## TEXTE DU DOCUMENT
##############################
Les dates ont été volontairement arrondies au quart de siècle pour ne pas donner l'illusion d'une précision à laquelle on ne peut parvenir aujourd'hui. […] Le
tableau ci-dessous est extrait de la page 181 de l’ouvrage
Conclusions Les dynamiques spatio-temporelles de constitution
des dépôts métallique en Gaule Atlantique.
(suite)
[…] Evolution des pratiques de dépôt.
En association avec des représentations cartographiques, une approche plus nuancée de l'histoire
des dépôts (essentiellement terrestres) de la Gaule atlantique est donc à notre portée :
au BFa 1, on note que les dépôts sont constitués essentiellement d'armes offensives-épées et pointes
de lance- et de haches dont la fonction est polyvalente on le sait. Les parures sont proportionnellement très rares. Ces objets sont déposés entiers généralement, mais peuvent aussi bien être intacts que cassés
en quelques grands morceaux (dans ce dernier cas, il s'agit surtout d'épées).
##############################
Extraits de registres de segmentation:
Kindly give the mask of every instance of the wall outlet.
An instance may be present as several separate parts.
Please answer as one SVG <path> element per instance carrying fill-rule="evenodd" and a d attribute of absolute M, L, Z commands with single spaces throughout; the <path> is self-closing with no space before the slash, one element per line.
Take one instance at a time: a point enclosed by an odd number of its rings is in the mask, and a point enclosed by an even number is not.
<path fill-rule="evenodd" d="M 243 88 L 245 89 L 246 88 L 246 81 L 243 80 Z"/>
##############################
## À FAIRE
1: Recopiez l'extrait sur les dépôts de la Gaule atlantique en commençant aux mots « En association avec » et en vous arrêtant après les mots « s'agit surtout d'épées). ».
2: Indiquez si chacune des affirmations suivantes concorde avec l'extrait sur les dépôts de la Gaule atlantique, en répondant par oui ou par non et en citant les mots décisifs : (a) les dates ont été arrondies au demi-siècle ; (b) au BFa 1, les parures sont proportionnellement très rares ; (c) les objets cassés en quelques grands morceaux sont surtout des haches.
3: Énumérez toutes les sortes d'objets que l'extrait sur les dépôts de la Gaule atlantique mentionne dans les dépôts du BFa 1, en détaillant les armes offensives.
Ce listing n'a aucun lien avec l'extrait sur les dépôts de la Gaule atlantique.

## RÉPONSES PAR CONSIGNE
1:
En association avec des représentations cartographiques, une approche plus nuancée de l'histoire
des dépôts (essentiellement terrestres) de la Gaule atlantique est donc à notre portée :
au BFa 1, on note que les dépôts sont constitués essentiellement d'armes offensives-épées et pointes
de lance- et de haches dont la fonction est polyvalente on le sait. Les parures sont proportionnellement très rares. Ces objets sont déposés entiers généralement, mais peuvent aussi bien être intacts que cassés
en quelques grands morceaux (dans ce dernier cas, il s'agit surtout d'épées).

2:
(a) Non : « Les dates ont été volontairement arrondies au quart de siècle ».
(b) Oui : « Les parures sont proportionnellement très rares ».
(c) Non : « il s'agit surtout d'épées ».

3: Épées, pointes de lance, haches, parures.